> [Exercise requirements]:
Render each of the entries below as a JSON list of strings, with one string per line and blank lines omitted.

— start Task material —

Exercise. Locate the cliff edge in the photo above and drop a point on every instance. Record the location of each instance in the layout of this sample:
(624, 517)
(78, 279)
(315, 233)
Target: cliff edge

— end Task material —

> [Answer to this exercise]:
[
  "Exercise. Locate the cliff edge in the photo above and drop a point on every instance. Record the location of each instance in the layout of this sample:",
  "(624, 517)",
  "(78, 279)",
  "(315, 233)",
  "Target: cliff edge"
]